Defining semi-informative priors

[BrunoEtter]

First of all, thank you very much for this great package! It is really nice to have an easy to use R package to generate designs for choice experiments.

I would like to use the CEA procedure to generate a bayesian d-efficient design. I have enough knowledge to make assumptions about the directions of the effects of the attributes, but not about the exact strength. If I read your documentations correctly i can only define a point estimate for the priors. But in the article of Traets et al. (2020) describing the idefix package, they suggest to describe semi-informative priors with a truncated normal distribution. If i understand the bayesian approach correctly the idea is in general to define a distribution of likely parameters for the prior. How can I approach this in the cbcTools package? Instinctively I defined a very small effect with the right direction at the moment (see code below). Is there another way to define a prior distribution for an attribute where only the direction of the effect is known?

Many thanks in advance!

Code:

priors1 = list(
ProteinSource =c(-0.1),
NutritionalClaim = c(0.1),
QualityClaim = c(0.1, 0.1, 0.1),
Price = -0.1)

bayesian_design1 <- cbc_design(
profiles = profiles1,
n_resp = 500, # Number of respondents
n_alts = 2, # Number of alternatives per question
n_q = 12, # Number of questions per respondent
n_start = 5,
no_choice = FALSE,
priors = priors1,
method = "CEA",
parallel = FALSE
)

[jhelvy]

Thanks! So right now I'm just using a diagonal matrix for Sigma, you can see that here. I don't know why I didn't make this an optional argument before, but that's all I'd need to do to allow users to specify semi-informative priors. I'll take a look into adding that. In the mean time, you can directly use the idefix package. I found the package to be rather clunky and not super easy to use, which is one reason I made cbcTools (it's mostly a wrapper package that does some helpful things for you).

*Directions*. Copy the forum thread about semi-informative priors starting at the words "I would like" and stopping after "thanks in advance!". In that copy, swap "truncated normal distribution" for "uniform distribution".

*Raw data*.

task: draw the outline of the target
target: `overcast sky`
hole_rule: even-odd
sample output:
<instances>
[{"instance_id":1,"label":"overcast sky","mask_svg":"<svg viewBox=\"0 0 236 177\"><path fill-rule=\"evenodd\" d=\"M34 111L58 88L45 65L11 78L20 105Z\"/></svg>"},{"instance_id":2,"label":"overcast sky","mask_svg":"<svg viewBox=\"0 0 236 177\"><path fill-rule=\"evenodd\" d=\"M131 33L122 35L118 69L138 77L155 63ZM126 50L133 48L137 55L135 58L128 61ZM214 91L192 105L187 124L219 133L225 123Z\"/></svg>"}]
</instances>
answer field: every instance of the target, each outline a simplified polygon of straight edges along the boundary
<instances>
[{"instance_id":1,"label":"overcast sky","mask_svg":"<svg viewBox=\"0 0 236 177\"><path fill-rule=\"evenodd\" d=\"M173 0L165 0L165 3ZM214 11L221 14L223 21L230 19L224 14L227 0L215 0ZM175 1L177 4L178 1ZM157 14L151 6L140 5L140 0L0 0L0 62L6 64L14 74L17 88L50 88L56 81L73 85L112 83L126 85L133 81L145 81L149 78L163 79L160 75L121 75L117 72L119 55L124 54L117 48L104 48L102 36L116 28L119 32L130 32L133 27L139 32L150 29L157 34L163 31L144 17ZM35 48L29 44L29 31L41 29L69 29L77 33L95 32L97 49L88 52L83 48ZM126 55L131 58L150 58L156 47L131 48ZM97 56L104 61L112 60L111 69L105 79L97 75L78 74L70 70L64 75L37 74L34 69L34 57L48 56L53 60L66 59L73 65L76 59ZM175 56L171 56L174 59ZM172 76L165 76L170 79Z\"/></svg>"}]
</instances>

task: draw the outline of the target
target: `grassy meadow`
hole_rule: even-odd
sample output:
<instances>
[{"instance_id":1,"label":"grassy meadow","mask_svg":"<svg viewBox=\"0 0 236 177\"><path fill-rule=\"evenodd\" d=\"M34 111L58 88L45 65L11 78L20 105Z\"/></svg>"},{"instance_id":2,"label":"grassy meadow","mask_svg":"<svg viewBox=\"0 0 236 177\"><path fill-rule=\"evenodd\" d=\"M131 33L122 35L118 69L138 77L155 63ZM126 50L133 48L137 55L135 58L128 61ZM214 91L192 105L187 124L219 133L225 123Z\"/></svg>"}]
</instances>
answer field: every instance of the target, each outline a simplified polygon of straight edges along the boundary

*Solved exercise*.
I would like to use the CEA procedure to generate a bayesian d-efficient design. I have enough knowledge to make assumptions about the directions of the effects of the attributes, but not about the exact strength. If I read your documentations correctly i can only define a point estimate for the priors. But in the article of Traets et al. (2020) describing the idefix package, they suggest to describe semi-informative priors with a uniform distribution. If i understand the bayesian approach correctly the idea is in general to define a distribution of likely parameters for the prior. How can I approach this in the cbcTools package? Instinctively I defined a very small effect with the right direction at the moment (see code below). Is there another way to define a prior distribution for an attribute where only the direction of the effect is known?

Many thanks in advance!